_DOCUMENT TEXT_
☆ ☆ ☆ ☆
By comparing Equations \ref{eq13} and \ref{eq15}, we see that the range of angular magnification of a given converging lens is
\[\dfrac{25cm}{f} ≤ M ≤1+\dfrac{25cm}{f}. \nonumber \]
A jeweler wishes to inspect a 3.0-mm-diameter diamond with a magnifier. The diamond is held at the jeweler’s near point (25 cm), and the jeweler holds the magnifying lens close to his eye.
- What should the focal length of the magnifying lens be to see a 15-mm-diameter image of the diamond?
- What should the focal length of the magnifying lens be to obtain 10× magnification?
Strategy
We need to determine the requisite magnification of the magnifier. Because the jeweler holds the magnifying lens close to his eye, we can use Equation \ref{eq13} to find the focal length of the magnifying lens.
Solution
a. The required linear magnification is the ratio of the desired image diameter to the diamond’s actual diameter (Equation \ref{eq15}). Because the jeweler holds the magnifying lens close to his eye and the image forms at his near point, the linear magnification is the same as the angular magnification, so
\[\begin{align*} M &=m=\dfrac{h_i}{h_o}\\[4pt] &=\dfrac{15\,mm}{3.0\,mm} \\[4pt] &=5.0.\end{align*} \nonumber \]
The focal length f of the magnifying lens may be calculated by solving Equation \ref{eq13} for \(f\), which gives
\[M=1+\dfrac{25\,cm}{f} \nonumber \]
\[\begin{align*} f&=\dfrac{25\,cm}{M−1} \\[4pt] &= \dfrac{25\,cm}{5.0−1} \\[4pt] &= 6.3\,cm \end{align*} \nonumber \]
b. To get an image magnified by a factor of ten, we again solve Equation \ref{eq13} for \(f\), but this time we use \(M=10\). The result is
\[\begin{align*} f &=\dfrac{25\,cm}{M−1} \\[4pt] &=\dfrac{25\,cm}{10−1} \\[4pt] &=2.8\,cm. \end{align*} \nonumber \]
Significance
Note that a greater magnification is achieved by using a lens with a smaller focal length. We thus need to use a lens with radii of curvature that are less than a few centimeters and hold it very close to our eye. This is not very convenient. A compound microscope, explored in the following section, can overcome this drawback.
The Camera
Cameras are very common in our everyday life. Between 1825 and 1827, French inventor Nicéphore Niépce successfully photographed an image created by a primitive camera. Since then, enormous progress has been achieved in the design of cameras and camera-based detectors.
Initially, photographs were recorded by using the light-sensitive reaction of silver-based compounds such as silver chloride or silver bromide. Silver-based photographic paper was in common use until the advent of digital photography in the 1980s, which is intimately connected to charge-coupled device (CCD) detectors. In a nutshell, a CCD is a semiconductor chip that records images as a matrix of tiny pixels, each pixel located in a “bin” in the surface. Each pixel is capable of detecting the intensity of light impinging on it. Color is brought into play by putting red-, blue-, and green-colored filters over the pixels, resulting in colored digital images (Figure \(\PageIndex{1}\)). At its best resolution, one CCD pixel corresponds to one pixel of the image. To reduce the resolution and decrease the size of the file, we can “bin” several CCD pixels into one, resulting in a smaller but “pixelated” image.
Clearly, electronics is a big part of a digital camera; however, the underlying physics is basic optics. As a matter of fact, the optics of a camera are pretty much the same as those of a single lens with an object distance that is significantly larger than the lens’s focal distance (Figure \(\PageIndex{2}\)).
☆ ☆ ☆ ☆
_DATASET EXCERPT_

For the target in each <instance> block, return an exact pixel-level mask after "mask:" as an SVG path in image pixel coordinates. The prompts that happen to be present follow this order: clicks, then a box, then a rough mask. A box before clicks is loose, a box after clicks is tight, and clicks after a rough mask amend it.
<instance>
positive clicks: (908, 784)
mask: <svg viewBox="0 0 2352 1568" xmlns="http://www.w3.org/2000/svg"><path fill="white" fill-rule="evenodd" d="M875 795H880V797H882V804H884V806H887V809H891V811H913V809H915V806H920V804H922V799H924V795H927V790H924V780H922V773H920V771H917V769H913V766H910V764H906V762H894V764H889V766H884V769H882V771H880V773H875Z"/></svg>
☆ ☆ ☆ ☆
_WHAT THE TASK ASKS_
Please answer these questions using the optics passage, one answer per line:
1. What is the diameter of the diamond the jeweler inspects?
2. What focal length does the magnifying lens need for 10× magnification?
3. Who photographed an image created by a primitive camera between 1825 and 1827?

_EXERCISE RESULT_
1. 3.0 mm
2. 2.8 cm
3. Nicéphore Niépce